◆ **What you will do**: Give every entry again, word for word and in full.

** START Exercise materials **

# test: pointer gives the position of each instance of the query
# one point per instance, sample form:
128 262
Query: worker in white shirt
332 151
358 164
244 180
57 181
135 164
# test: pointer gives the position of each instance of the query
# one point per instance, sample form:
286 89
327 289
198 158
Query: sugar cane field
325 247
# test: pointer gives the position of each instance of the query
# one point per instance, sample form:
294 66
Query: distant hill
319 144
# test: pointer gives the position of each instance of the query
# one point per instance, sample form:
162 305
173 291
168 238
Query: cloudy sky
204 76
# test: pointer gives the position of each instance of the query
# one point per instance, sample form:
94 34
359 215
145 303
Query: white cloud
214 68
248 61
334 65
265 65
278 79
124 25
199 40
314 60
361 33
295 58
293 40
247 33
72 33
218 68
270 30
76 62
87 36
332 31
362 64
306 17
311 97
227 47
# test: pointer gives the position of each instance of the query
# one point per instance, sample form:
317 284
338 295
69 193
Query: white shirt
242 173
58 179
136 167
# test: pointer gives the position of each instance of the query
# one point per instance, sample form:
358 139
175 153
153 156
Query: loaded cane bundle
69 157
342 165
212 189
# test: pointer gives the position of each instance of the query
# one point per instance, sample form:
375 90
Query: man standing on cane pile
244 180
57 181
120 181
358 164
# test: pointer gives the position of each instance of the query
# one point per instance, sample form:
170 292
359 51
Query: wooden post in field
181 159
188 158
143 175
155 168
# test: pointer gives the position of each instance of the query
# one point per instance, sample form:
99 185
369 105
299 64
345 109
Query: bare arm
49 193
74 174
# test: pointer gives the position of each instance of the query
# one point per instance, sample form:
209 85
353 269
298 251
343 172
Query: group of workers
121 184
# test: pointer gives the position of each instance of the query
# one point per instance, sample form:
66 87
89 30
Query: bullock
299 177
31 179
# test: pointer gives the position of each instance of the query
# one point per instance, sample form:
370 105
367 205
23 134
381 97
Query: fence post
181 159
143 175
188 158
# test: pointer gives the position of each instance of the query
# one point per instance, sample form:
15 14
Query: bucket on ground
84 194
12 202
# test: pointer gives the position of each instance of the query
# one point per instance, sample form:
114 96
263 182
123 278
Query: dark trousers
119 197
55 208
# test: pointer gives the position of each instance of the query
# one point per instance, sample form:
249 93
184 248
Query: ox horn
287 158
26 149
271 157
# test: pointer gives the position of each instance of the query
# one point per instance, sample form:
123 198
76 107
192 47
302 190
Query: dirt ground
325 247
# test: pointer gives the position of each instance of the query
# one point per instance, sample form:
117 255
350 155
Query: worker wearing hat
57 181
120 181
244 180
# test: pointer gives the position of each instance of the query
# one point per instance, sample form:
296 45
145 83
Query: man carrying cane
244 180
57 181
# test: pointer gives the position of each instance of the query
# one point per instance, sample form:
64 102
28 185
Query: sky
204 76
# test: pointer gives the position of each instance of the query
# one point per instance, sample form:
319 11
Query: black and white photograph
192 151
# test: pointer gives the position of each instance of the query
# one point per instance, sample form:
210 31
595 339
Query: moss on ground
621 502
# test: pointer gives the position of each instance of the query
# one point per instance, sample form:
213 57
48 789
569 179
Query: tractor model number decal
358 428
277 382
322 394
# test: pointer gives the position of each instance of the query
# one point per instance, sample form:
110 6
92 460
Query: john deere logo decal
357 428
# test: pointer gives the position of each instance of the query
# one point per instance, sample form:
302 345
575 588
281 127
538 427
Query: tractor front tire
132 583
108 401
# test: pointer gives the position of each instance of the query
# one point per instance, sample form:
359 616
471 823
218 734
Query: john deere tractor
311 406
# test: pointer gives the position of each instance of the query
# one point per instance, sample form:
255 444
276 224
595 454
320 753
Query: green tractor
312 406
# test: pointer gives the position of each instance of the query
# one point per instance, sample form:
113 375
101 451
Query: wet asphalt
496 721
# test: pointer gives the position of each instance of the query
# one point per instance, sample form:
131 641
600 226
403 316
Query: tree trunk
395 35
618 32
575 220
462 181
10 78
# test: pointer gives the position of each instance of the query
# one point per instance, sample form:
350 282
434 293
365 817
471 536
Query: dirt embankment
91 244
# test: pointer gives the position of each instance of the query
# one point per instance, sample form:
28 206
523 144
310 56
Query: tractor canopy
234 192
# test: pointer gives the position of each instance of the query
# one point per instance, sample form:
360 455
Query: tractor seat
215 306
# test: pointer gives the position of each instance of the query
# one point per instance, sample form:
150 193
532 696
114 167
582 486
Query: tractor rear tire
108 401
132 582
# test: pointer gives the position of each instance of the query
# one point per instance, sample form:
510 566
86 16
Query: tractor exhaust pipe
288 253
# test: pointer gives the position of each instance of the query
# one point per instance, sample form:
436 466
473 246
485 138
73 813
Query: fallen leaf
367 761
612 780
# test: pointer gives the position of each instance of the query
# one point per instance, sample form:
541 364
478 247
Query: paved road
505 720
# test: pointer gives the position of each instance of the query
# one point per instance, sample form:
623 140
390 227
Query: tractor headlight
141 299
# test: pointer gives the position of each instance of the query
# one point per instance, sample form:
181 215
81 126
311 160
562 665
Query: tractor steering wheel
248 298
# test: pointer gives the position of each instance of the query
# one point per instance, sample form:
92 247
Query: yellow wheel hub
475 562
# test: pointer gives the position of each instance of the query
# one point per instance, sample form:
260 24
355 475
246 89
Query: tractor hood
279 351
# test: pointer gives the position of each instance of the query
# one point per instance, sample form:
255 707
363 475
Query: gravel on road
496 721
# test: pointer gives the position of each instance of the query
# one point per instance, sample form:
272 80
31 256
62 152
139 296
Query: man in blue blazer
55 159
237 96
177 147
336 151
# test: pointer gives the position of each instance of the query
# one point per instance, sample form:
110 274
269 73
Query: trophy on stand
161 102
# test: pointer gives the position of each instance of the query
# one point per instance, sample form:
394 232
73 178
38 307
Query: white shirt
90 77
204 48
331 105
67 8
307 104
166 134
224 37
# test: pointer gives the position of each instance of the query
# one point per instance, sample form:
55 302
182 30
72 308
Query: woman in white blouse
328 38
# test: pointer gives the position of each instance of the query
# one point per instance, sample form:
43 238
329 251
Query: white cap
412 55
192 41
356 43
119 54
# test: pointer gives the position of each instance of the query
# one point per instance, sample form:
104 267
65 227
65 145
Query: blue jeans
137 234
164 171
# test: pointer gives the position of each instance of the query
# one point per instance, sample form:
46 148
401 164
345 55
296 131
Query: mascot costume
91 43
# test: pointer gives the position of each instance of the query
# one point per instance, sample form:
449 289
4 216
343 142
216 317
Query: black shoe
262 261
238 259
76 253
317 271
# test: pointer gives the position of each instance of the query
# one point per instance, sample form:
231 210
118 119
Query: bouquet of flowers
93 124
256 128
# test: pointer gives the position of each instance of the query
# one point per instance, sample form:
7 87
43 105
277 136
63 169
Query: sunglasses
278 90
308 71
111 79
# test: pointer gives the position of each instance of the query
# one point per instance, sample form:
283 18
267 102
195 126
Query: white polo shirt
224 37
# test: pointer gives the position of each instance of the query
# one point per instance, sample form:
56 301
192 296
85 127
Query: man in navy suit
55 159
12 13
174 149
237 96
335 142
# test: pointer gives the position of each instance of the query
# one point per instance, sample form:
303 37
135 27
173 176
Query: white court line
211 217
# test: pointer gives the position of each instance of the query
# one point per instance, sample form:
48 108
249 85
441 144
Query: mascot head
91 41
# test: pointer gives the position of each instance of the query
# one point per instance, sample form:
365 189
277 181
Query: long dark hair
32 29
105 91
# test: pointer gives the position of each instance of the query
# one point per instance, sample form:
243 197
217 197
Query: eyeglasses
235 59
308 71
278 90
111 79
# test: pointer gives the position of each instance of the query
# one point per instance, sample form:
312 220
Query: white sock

** END Exercise materials **

◆ **Solution for this exercise**:
# test: pointer gives the position of each instance of the query
# one point per instance, sample form:
128 262
Query: worker in white shirt
332 151
358 164
244 180
57 181
135 164
# test: pointer gives the position of each instance of the query
# one point per instance, sample form:
286 89
327 289
198 158
Query: sugar cane field
325 247
# test: pointer gives the position of each instance of the query
# one point per instance, sample form:
294 66
Query: distant hill
319 144
# test: pointer gives the position of each instance of the query
# one point per instance, sample form:
162 305
173 291
168 238
Query: cloudy sky
204 76
# test: pointer gives the position of each instance of the query
# one point per instance, sample form:
94 34
359 215
145 303
Query: white cloud
214 68
248 61
334 65
265 65
278 79
124 25
199 40
314 60
361 33
295 58
293 40
247 33
72 33
218 68
270 30
76 62
87 36
332 31
362 64
306 17
311 97
227 47
# test: pointer gives the position of each instance of the query
# one point per instance, sample form:
317 284
338 295
69 193
Query: white shirt
242 173
58 179
136 167
# test: pointer gives the position of each instance of the query
# one point per instance, sample form:
358 139
175 153
153 156
Query: loaded cane bundle
69 157
342 165
212 189
# test: pointer gives the position of each instance of the query
# one point per instance, sample form:
375 90
Query: man standing on cane pile
244 180
57 181
120 181
358 164
# test: pointer gives the position of each instance of the query
# one point per instance, sample form:
170 292
359 51
Query: wooden post in field
181 159
188 158
143 175
155 168
# test: pointer gives the position of each instance of the query
# one point per instance, sample form:
99 185
369 105
299 64
345 109
Query: bare arm
49 193
74 174
# test: pointer gives the position of each instance of the query
# one point per instance, sample form:
209 85
353 269
298 251
343 172
Query: group of workers
121 184
# test: pointer gives the position of each instance of the query
# one point per instance, sample form:
66 87
89 30
Query: bullock
299 177
31 179
# test: pointer gives the position of each instance of the query
# one point per instance, sample form:
370 105
367 205
23 134
381 97
Query: fence post
181 159
143 175
188 158
# test: pointer gives the position of each instance of the query
# one point per instance, sample form:
15 14
Query: bucket on ground
84 194
12 202
# test: pointer gives the position of each instance of the query
# one point per instance, sample form:
114 96
263 182
123 278
Query: dark trousers
119 197
55 208
# test: pointer gives the position of each instance of the query
# one point per instance, sample form:
249 93
184 248
Query: ox horn
287 158
26 149
271 157
# test: pointer gives the position of each instance of the query
# one point per instance, sample form:
123 198
76 107
192 47
302 190
Query: dirt ground
325 247
# test: pointer gives the position of each instance of the query
# one point per instance, sample form:
117 255
350 155
Query: worker wearing hat
57 181
120 181
244 180
# test: pointer gives the position of each instance of the query
# one point per instance, sample form:
296 45
145 83
Query: man carrying cane
244 180
57 181
# test: pointer gives the position of each instance of the query
# one point per instance, sample form:
64 102
28 185
Query: sky
204 76
# test: pointer gives the position of each instance of the query
# one point per instance, sample form:
319 11
Query: black and white photograph
192 151
# test: pointer gives the position of each instance of the query
# one point per instance, sample form:
210 31
595 339
Query: moss on ground
621 502
# test: pointer gives the position of each instance of the query
# one point per instance, sample form:
213 57
48 789
569 179
Query: tractor model number decal
358 428
277 382
322 394
# test: pointer gives the position of each instance of the query
# one point per instance, sample form:
110 6
92 460
Query: john deere logo decal
357 428
# test: pointer gives the position of each instance of the query
# one point per instance, sample form:
302 345
575 588
281 127
538 427
Query: tractor front tire
132 583
108 401
# test: pointer gives the position of each instance of the query
# one point per instance, sample form:
359 616
471 823
218 734
Query: john deere tractor
311 406
# test: pointer gives the position of each instance of the query
# one point per instance, sample form:
255 444
276 224
595 454
320 753
Query: green tractor
312 406
# test: pointer gives the position of each instance of the query
# one point per instance, sample form:
113 375
101 451
Query: wet asphalt
496 721
# test: pointer gives the position of each instance of the query
# one point per instance, sample form:
131 641
600 226
403 316
Query: tree trunk
395 35
618 32
575 220
462 181
10 78
# test: pointer gives the position of each instance of the query
# one point per instance, sample form:
350 282
434 293
365 817
471 536
Query: dirt embankment
91 244
# test: pointer gives the position of each instance of the query
# one point per instance, sample form:
28 206
523 144
310 56
Query: tractor canopy
234 192
# test: pointer gives the position of each instance of the query
# one point per instance, sample form:
360 455
Query: tractor seat
215 306
# test: pointer gives the position of each instance of the query
# one point per instance, sample form:
150 193
532 696
114 167
582 486
Query: tractor rear tire
108 401
132 582
# test: pointer gives the position of each instance of the query
# one point per instance, sample form:
510 566
86 16
Query: tractor exhaust pipe
288 253
# test: pointer gives the position of each instance of the query
# one point per instance, sample form:
436 466
473 246
485 138
73 813
Query: fallen leaf
367 761
612 780
# test: pointer gives the position of each instance of the query
# one point per instance, sample form:
541 364
478 247
Query: paved road
505 720
# test: pointer gives the position of each instance of the query
# one point per instance, sample form:
623 140
390 227
Query: tractor headlight
141 299
# test: pointer gives the position of each instance of the query
# one point per instance, sample form:
181 215
81 126
311 160
562 665
Query: tractor steering wheel
248 298
# test: pointer gives the position of each instance of the query
# one point per instance, sample form:
92 247
Query: yellow wheel hub
475 562
# test: pointer gives the position of each instance of the query
# one point per instance, sample form:
260 24
355 475
246 89
Query: tractor hood
279 351
# test: pointer gives the position of each instance of the query
# one point per instance, sample form:
255 707
363 475
Query: gravel on road
496 721
# test: pointer gives the position of each instance of the query
# one point per instance, sample form:
272 80
31 256
62 152
139 296
Query: man in blue blazer
55 159
237 96
177 147
336 151
# test: pointer gives the position of each instance of the query
# one point per instance, sample form:
110 274
269 73
Query: trophy on stand
161 102
# test: pointer gives the position of each instance of the query
# one point per instance, sample form:
394 232
73 178
38 307
Query: white shirt
90 77
204 48
331 105
67 8
307 104
166 134
224 37
# test: pointer gives the position of each instance of the query
# one point per instance, sample form:
55 302
182 30
72 308
Query: woman in white blouse
328 38
# test: pointer gives the position of each instance of the query
# one point per instance, sample form:
43 238
329 251
Query: white cap
412 55
192 41
356 43
119 54
# test: pointer gives the position of each instance of the query
# one point per instance, sample form:
104 267
65 227
65 145
Query: blue jeans
137 234
164 171
# test: pointer gives the position of each instance of the query
# one point per instance, sample form:
46 148
401 164
345 55
296 131
Query: mascot costume
91 43
# test: pointer gives the position of each instance of the query
# one point per instance, sample form:
449 289
4 216
343 142
216 317
Query: black shoe
262 261
238 259
76 253
317 271
# test: pointer gives the position of each instance of the query
# one point per instance, sample form:
231 210
118 119
Query: bouquet of flowers
93 124
256 128
# test: pointer gives the position of each instance of the query
# one point per instance, sample form:
7 87
43 105
277 136
63 169
Query: sunglasses
278 90
308 71
111 79
# test: pointer gives the position of each instance of the query
# one point per instance, sample form:
283 18
267 102
195 126
Query: white polo shirt
224 37
# test: pointer gives the position of each instance of the query
# one point per instance, sample form:
56 301
192 296
85 127
Query: man in navy suit
55 159
12 13
174 149
237 96
335 142
# test: pointer gives the position of each instance of the query
# one point per instance, sample form:
303 37
135 27
173 176
Query: white court line
211 217
# test: pointer gives the position of each instance of the query
# one point per instance, sample form:
48 108
249 85
441 144
Query: mascot head
91 41
# test: pointer gives the position of each instance of the query
# one point per instance, sample form:
365 189
277 181
Query: long dark hair
32 29
105 91
# test: pointer gives the position of each instance of the query
# one point per instance, sample form:
243 197
217 197
Query: eyeglasses
235 59
308 71
278 90
111 79
# test: pointer gives the position of each instance of the query
# one point per instance, sample form:
312 220
Query: white sock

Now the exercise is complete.